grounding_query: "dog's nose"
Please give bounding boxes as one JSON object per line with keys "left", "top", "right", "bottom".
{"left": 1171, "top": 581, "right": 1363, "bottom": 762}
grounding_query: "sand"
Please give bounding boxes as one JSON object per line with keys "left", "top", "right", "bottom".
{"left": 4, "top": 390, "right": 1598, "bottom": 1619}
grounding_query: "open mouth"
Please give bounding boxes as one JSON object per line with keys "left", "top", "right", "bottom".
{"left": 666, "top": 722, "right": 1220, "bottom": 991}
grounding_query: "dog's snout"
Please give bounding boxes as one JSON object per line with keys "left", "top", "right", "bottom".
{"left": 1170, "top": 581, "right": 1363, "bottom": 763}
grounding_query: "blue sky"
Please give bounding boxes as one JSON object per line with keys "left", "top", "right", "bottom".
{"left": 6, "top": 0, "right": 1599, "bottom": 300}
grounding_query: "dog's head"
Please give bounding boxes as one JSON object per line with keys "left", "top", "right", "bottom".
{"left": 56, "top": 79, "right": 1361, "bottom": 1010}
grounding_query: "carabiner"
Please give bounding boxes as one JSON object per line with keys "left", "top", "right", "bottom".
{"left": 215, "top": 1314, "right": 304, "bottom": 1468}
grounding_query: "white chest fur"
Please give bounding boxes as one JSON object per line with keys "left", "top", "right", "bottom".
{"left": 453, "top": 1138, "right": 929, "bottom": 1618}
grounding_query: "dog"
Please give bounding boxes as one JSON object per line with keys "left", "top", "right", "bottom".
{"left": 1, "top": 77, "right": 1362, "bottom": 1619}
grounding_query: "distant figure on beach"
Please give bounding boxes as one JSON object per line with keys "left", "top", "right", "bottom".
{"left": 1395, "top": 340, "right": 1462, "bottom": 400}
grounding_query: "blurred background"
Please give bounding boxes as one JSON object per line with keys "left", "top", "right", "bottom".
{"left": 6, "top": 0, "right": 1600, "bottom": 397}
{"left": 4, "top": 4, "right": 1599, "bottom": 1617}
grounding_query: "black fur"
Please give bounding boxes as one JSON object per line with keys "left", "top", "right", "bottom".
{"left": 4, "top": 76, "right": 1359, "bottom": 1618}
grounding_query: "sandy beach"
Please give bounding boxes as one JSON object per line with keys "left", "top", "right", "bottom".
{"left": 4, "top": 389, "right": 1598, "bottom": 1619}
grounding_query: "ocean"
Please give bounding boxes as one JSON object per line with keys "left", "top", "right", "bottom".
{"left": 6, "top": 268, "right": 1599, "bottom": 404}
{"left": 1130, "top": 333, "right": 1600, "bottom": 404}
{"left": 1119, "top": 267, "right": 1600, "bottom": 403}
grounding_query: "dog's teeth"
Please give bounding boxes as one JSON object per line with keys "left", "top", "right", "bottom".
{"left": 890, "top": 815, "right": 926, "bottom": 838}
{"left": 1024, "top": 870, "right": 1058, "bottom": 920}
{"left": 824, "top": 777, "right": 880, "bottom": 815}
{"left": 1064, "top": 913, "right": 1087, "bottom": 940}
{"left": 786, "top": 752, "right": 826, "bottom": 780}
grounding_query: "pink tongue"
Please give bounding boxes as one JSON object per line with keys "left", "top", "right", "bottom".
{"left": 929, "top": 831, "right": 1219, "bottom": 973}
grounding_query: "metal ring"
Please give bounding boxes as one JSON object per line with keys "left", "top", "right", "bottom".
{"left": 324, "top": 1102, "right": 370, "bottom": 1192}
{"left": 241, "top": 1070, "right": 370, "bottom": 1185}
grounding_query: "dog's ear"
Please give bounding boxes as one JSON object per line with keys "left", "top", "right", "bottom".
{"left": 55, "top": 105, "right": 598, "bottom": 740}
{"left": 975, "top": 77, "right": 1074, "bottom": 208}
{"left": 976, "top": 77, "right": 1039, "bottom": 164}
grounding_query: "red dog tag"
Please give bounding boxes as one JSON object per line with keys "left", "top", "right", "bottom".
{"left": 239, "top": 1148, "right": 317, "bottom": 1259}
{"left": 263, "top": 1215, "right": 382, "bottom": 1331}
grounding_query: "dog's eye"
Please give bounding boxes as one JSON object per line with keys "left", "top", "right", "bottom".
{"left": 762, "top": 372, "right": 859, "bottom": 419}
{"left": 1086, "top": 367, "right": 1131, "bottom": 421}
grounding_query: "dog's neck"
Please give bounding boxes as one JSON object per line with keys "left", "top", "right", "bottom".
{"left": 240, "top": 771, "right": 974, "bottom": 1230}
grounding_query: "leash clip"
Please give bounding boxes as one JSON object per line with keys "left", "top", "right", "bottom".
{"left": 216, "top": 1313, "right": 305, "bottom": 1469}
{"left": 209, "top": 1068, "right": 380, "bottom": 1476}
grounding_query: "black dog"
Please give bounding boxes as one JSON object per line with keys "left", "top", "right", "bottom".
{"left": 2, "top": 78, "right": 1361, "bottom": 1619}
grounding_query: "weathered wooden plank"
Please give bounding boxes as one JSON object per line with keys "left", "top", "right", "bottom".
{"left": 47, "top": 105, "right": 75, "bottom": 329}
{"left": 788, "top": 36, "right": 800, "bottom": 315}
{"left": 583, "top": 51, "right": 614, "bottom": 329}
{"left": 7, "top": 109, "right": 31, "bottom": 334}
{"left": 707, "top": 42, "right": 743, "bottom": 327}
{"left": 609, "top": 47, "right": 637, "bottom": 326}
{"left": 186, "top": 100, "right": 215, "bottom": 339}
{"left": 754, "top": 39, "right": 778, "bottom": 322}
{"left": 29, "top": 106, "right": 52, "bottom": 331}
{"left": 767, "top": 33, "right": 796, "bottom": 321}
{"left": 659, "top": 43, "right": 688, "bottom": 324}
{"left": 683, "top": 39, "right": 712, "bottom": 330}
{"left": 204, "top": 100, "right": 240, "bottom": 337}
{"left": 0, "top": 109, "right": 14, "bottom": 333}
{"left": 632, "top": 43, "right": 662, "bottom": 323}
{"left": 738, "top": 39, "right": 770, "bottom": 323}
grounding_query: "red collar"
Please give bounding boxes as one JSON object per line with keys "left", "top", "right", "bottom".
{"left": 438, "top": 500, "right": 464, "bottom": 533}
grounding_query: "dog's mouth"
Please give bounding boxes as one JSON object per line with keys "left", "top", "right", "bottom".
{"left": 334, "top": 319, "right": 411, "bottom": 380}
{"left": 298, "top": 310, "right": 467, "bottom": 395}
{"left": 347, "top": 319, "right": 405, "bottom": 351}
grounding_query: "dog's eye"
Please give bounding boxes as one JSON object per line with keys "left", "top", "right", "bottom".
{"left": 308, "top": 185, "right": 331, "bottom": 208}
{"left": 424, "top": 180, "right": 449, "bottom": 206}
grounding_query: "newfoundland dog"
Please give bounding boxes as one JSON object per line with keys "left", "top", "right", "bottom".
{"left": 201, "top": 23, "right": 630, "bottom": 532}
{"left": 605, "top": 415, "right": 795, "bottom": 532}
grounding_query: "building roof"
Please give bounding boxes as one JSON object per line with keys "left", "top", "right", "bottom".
_ _ _ _ _ _ _
Required work:
Retype the entries exactly, including every line.

Response for this exercise:
grounding_query: "dog's nose"
Please give bounding boxes as one JSON object per line with keys "left", "top", "right", "bottom".
{"left": 1171, "top": 581, "right": 1363, "bottom": 762}
grounding_query: "sand"
Please give bounding boxes as one JSON object per line with keys "left", "top", "right", "bottom".
{"left": 4, "top": 390, "right": 1598, "bottom": 1619}
grounding_query: "open mouth"
Please give bounding boxes as one JSON object per line with keys "left", "top", "right", "bottom".
{"left": 666, "top": 722, "right": 1220, "bottom": 991}
grounding_query: "dog's snout"
Please give bounding boxes as one JSON object per line with keys "left", "top", "right", "bottom".
{"left": 1170, "top": 581, "right": 1363, "bottom": 763}
grounding_query: "blue sky"
Please give bounding boxes as one JSON object per line with keys "left", "top", "right", "bottom".
{"left": 6, "top": 0, "right": 1599, "bottom": 300}
grounding_query: "dog's head"
Please give bounding boxes as one JSON object per line with keys "left", "top", "right", "bottom".
{"left": 56, "top": 79, "right": 1361, "bottom": 1010}
grounding_query: "carabiner"
Please give bounding boxes as one JSON object per line with keys "left", "top", "right", "bottom".
{"left": 215, "top": 1314, "right": 304, "bottom": 1468}
grounding_query: "white chest fur"
Please give bounding boxes as one JSON object per line with keys "left", "top", "right", "bottom".
{"left": 453, "top": 1138, "right": 929, "bottom": 1618}
grounding_query: "dog"
Please give bounding boxes as one JSON object per line with keys "left", "top", "right", "bottom".
{"left": 1, "top": 77, "right": 1362, "bottom": 1619}
grounding_query: "distant figure on beach"
Please give bounding boxes as one JSON object per line with keys "left", "top", "right", "bottom".
{"left": 1395, "top": 340, "right": 1462, "bottom": 400}
grounding_query: "blurred background"
Please give bounding boxes as one JSON object per line with keys "left", "top", "right", "bottom".
{"left": 6, "top": 0, "right": 1600, "bottom": 397}
{"left": 4, "top": 4, "right": 1599, "bottom": 1617}
grounding_query: "black fur"
Please give bounding boxes as one JSON object per line with keys "left", "top", "right", "bottom".
{"left": 4, "top": 76, "right": 1359, "bottom": 1618}
grounding_query: "sandy beach"
Please give bounding boxes as one JSON object per line with keys "left", "top", "right", "bottom".
{"left": 4, "top": 389, "right": 1598, "bottom": 1619}
grounding_query: "ocean"
Please give bounding boxes as one JSON object per line with keys "left", "top", "right", "bottom".
{"left": 6, "top": 268, "right": 1599, "bottom": 404}
{"left": 1130, "top": 333, "right": 1600, "bottom": 404}
{"left": 1119, "top": 267, "right": 1600, "bottom": 403}
grounding_query: "dog's teeth"
Please give bounding boxes as one JSON object per line with keys "left", "top", "right", "bottom".
{"left": 890, "top": 815, "right": 926, "bottom": 838}
{"left": 1024, "top": 870, "right": 1058, "bottom": 920}
{"left": 824, "top": 777, "right": 880, "bottom": 815}
{"left": 1064, "top": 913, "right": 1087, "bottom": 940}
{"left": 786, "top": 752, "right": 826, "bottom": 780}
grounding_query: "pink tongue"
Please give bounding boxes as one JSON object per line with keys "left", "top", "right", "bottom".
{"left": 929, "top": 831, "right": 1219, "bottom": 973}
grounding_query: "metal ring"
Please give bounding boxes as one JSON object per line with keys "left", "top", "right", "bottom".
{"left": 324, "top": 1102, "right": 370, "bottom": 1192}
{"left": 241, "top": 1070, "right": 370, "bottom": 1185}
grounding_query: "dog's ear"
Please give bounding boxes as one JSON object per line with keys "left", "top", "right", "bottom".
{"left": 55, "top": 105, "right": 598, "bottom": 740}
{"left": 975, "top": 77, "right": 1074, "bottom": 208}
{"left": 976, "top": 77, "right": 1039, "bottom": 164}
grounding_query: "red dog tag"
Please give bounding boxes as one JSON object per line with keys "left", "top", "right", "bottom".
{"left": 239, "top": 1148, "right": 317, "bottom": 1259}
{"left": 263, "top": 1215, "right": 382, "bottom": 1331}
grounding_query: "dog's eye"
Please give bounding boxes as one JSON object per line with keys "left", "top", "right", "bottom".
{"left": 762, "top": 372, "right": 859, "bottom": 419}
{"left": 1086, "top": 367, "right": 1131, "bottom": 421}
grounding_query: "dog's neck"
Please give bounding boxes as one JSON object per line with keys "left", "top", "right", "bottom".
{"left": 240, "top": 771, "right": 974, "bottom": 1230}
grounding_query: "leash clip"
Please give bounding boxes as one JSON object per line with keys "left", "top", "right", "bottom".
{"left": 216, "top": 1313, "right": 305, "bottom": 1469}
{"left": 209, "top": 1068, "right": 380, "bottom": 1476}
grounding_query: "black dog"
Please give bounding boxes as one JSON object per line with keys "left", "top", "right", "bottom".
{"left": 2, "top": 78, "right": 1361, "bottom": 1619}
grounding_query: "weathered wooden plank"
Please give bounding boxes as one JSON object per line with keys "left", "top", "right", "bottom".
{"left": 47, "top": 105, "right": 75, "bottom": 329}
{"left": 788, "top": 36, "right": 800, "bottom": 315}
{"left": 583, "top": 51, "right": 614, "bottom": 329}
{"left": 7, "top": 109, "right": 31, "bottom": 334}
{"left": 707, "top": 42, "right": 743, "bottom": 327}
{"left": 609, "top": 47, "right": 637, "bottom": 326}
{"left": 186, "top": 100, "right": 215, "bottom": 339}
{"left": 754, "top": 39, "right": 778, "bottom": 322}
{"left": 29, "top": 106, "right": 52, "bottom": 331}
{"left": 767, "top": 33, "right": 796, "bottom": 321}
{"left": 659, "top": 43, "right": 688, "bottom": 324}
{"left": 683, "top": 39, "right": 712, "bottom": 330}
{"left": 204, "top": 100, "right": 240, "bottom": 337}
{"left": 0, "top": 109, "right": 14, "bottom": 333}
{"left": 632, "top": 43, "right": 662, "bottom": 323}
{"left": 738, "top": 39, "right": 770, "bottom": 323}
grounding_query: "red collar"
Please give bounding boxes as one JSON object per line with keys "left", "top", "right", "bottom".
{"left": 438, "top": 500, "right": 464, "bottom": 533}
grounding_query: "dog's mouth"
Please give bounding boxes as one JSON object per line with keys "left", "top", "right", "bottom".
{"left": 334, "top": 319, "right": 411, "bottom": 380}
{"left": 298, "top": 310, "right": 467, "bottom": 395}
{"left": 347, "top": 319, "right": 405, "bottom": 351}
grounding_query: "dog's eye"
Please give bounding boxes as one JSON object per line with keys "left", "top", "right", "bottom".
{"left": 308, "top": 185, "right": 331, "bottom": 208}
{"left": 424, "top": 180, "right": 449, "bottom": 206}
grounding_query: "newfoundland dog"
Please give bounding boxes as one JSON object per line with keys "left", "top", "right", "bottom".
{"left": 201, "top": 23, "right": 630, "bottom": 532}
{"left": 605, "top": 415, "right": 795, "bottom": 532}
grounding_query: "building roof"
Please give bounding boxes as one JSON object per line with keys "left", "top", "right", "bottom".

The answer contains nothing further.